Task
Can you reproduce word for word everything in the records below, from the line containing "For every instance of the long" down to the line containing "pixel 185 122", with both of those lines included and nothing else?
----------------------------------------
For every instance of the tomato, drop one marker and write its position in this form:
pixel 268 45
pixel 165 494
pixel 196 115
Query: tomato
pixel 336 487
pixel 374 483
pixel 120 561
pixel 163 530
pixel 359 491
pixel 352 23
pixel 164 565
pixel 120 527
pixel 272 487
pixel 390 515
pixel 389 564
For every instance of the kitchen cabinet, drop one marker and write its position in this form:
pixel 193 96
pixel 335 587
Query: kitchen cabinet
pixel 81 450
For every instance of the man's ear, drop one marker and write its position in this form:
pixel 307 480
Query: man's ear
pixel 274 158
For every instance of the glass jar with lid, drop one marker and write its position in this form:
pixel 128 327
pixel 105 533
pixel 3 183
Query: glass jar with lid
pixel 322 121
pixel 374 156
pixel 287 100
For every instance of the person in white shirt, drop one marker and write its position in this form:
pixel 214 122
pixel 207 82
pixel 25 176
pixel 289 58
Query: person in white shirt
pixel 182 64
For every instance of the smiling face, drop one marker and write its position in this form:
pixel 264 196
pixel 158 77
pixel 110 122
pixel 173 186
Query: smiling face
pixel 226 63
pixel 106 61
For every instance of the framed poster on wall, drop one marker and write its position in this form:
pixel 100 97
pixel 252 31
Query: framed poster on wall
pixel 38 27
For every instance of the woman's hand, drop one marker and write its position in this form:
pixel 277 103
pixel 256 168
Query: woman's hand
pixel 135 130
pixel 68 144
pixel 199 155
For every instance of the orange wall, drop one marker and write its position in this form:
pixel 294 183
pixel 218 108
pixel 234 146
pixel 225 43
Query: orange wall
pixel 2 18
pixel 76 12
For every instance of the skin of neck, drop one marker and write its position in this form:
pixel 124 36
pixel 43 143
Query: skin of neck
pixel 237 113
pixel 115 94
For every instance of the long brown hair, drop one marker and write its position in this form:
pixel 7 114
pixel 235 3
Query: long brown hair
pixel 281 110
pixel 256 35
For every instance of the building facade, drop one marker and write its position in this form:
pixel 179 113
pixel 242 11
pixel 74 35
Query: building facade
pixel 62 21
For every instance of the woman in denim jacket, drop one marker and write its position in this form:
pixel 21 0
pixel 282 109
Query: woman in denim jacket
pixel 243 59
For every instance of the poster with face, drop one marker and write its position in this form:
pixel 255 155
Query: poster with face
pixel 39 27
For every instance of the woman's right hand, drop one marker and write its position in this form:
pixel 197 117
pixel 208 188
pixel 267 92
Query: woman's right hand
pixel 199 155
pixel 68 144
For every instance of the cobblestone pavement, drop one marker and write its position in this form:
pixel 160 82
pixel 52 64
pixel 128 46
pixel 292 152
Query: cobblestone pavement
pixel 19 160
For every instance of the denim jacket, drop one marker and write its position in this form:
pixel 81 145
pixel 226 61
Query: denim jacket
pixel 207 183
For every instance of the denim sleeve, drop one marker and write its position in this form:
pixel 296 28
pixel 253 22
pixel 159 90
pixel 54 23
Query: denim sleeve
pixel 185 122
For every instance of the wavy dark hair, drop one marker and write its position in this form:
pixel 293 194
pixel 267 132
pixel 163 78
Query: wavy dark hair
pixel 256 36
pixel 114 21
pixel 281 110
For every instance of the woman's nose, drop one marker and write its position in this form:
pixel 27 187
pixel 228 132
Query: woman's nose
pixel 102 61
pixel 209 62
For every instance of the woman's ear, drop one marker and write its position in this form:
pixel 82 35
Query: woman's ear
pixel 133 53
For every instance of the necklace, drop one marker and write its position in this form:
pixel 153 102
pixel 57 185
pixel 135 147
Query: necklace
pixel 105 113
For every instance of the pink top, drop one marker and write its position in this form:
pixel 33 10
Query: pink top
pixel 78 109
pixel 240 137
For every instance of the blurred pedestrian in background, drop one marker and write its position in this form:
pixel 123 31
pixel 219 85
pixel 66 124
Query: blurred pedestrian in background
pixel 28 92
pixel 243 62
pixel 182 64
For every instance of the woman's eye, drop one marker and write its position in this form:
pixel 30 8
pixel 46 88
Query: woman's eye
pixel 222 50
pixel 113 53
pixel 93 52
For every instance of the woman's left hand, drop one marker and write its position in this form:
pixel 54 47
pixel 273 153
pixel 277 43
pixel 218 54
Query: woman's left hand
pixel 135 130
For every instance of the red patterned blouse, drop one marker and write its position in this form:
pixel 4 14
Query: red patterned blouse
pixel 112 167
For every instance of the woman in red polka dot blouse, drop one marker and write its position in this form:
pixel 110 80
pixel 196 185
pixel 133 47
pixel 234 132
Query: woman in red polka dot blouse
----------------------------------------
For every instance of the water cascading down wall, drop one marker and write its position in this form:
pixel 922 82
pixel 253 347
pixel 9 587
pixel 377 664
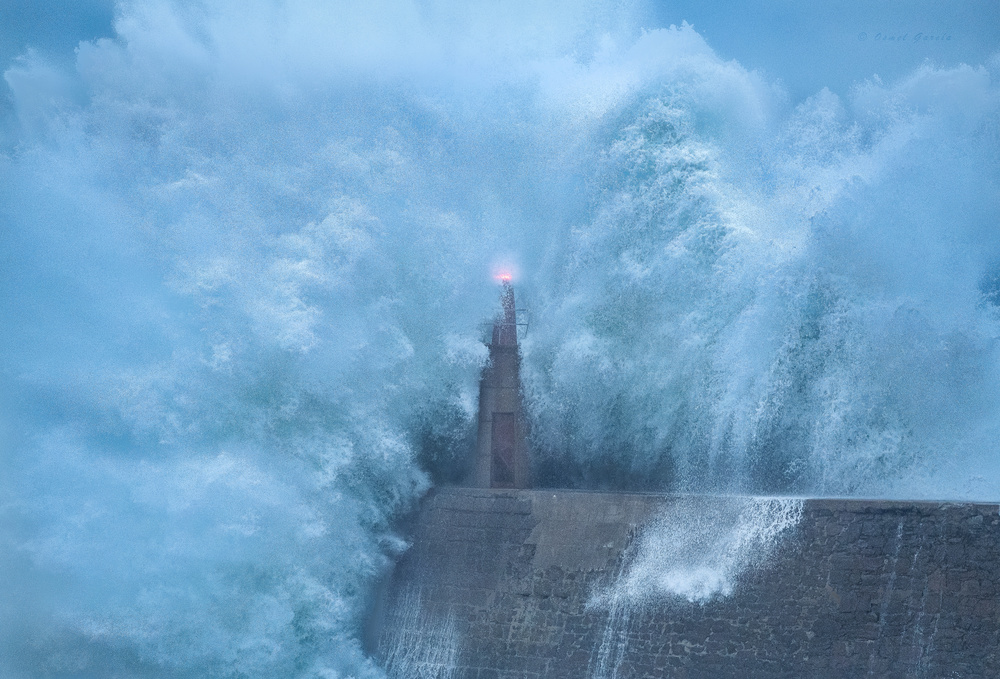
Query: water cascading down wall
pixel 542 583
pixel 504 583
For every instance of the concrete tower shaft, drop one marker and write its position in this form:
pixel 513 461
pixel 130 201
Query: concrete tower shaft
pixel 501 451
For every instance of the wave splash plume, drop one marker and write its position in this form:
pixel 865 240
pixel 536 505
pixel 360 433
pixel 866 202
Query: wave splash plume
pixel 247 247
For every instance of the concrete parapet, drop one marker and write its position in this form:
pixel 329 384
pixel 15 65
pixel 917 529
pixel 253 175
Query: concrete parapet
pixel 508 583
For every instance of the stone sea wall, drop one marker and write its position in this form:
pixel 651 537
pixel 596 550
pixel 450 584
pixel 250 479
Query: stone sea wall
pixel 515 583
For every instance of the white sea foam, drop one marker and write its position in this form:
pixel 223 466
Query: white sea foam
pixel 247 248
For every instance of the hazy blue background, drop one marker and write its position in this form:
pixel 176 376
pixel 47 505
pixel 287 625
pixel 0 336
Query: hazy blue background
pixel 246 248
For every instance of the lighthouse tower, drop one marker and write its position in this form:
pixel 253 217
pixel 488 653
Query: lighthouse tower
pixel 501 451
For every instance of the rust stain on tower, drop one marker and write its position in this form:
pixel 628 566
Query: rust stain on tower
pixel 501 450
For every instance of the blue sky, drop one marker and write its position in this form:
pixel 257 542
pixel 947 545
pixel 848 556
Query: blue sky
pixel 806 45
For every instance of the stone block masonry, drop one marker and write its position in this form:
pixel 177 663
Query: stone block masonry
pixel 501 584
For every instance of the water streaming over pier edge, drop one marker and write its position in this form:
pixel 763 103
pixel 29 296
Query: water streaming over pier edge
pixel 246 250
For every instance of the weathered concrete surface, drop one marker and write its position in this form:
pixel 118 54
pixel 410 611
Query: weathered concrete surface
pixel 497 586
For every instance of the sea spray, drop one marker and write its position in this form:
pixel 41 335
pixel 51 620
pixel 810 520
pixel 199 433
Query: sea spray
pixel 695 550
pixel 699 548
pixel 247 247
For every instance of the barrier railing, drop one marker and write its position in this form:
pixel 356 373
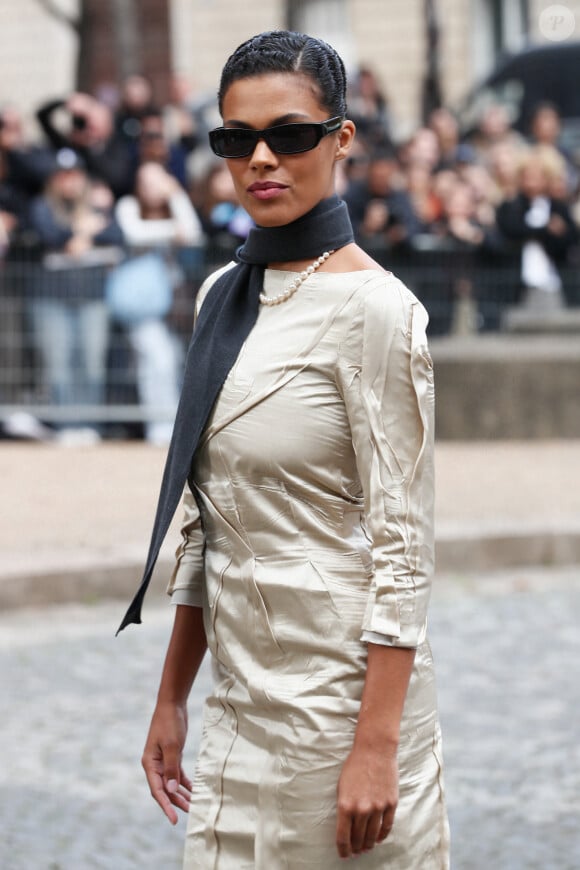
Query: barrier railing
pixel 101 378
----------------------------------------
Solution
For every instance of the long brown hair, drop one marker and write its position in this form:
pixel 7 114
pixel 235 3
Query: long brown hair
pixel 281 110
pixel 256 35
For every instance of the building facade, drop one marker and write its position in this form:
pixel 179 113
pixel 242 11
pixel 74 35
Query: building facade
pixel 62 21
For every instance of the woman in denim jacket, drop one marker and write its position in this form:
pixel 21 0
pixel 282 109
Query: woman in denim jacket
pixel 243 59
For every instance of the poster with face, drop one marker and write its position in this form:
pixel 255 155
Query: poster with face
pixel 39 27
For every instance of the woman's right hand, drop one marker and write its position in this form:
pixel 197 117
pixel 208 188
pixel 267 92
Query: woman's right hand
pixel 199 155
pixel 68 144
For every instance of the cobblestone pavement, drop one marker and write its position in this form:
pixel 160 82
pixel 52 64
pixel 128 46
pixel 292 152
Query: cobblestone pavement
pixel 19 160
For every instance of the denim jacket, drop one marker and write its position in this form:
pixel 81 145
pixel 226 61
Query: denim jacket
pixel 207 183
For every instance of the denim sleeve, drop one marker and write its position in this form:
pixel 296 28
pixel 253 22
pixel 159 90
pixel 54 23
Query: denim sleeve
pixel 185 122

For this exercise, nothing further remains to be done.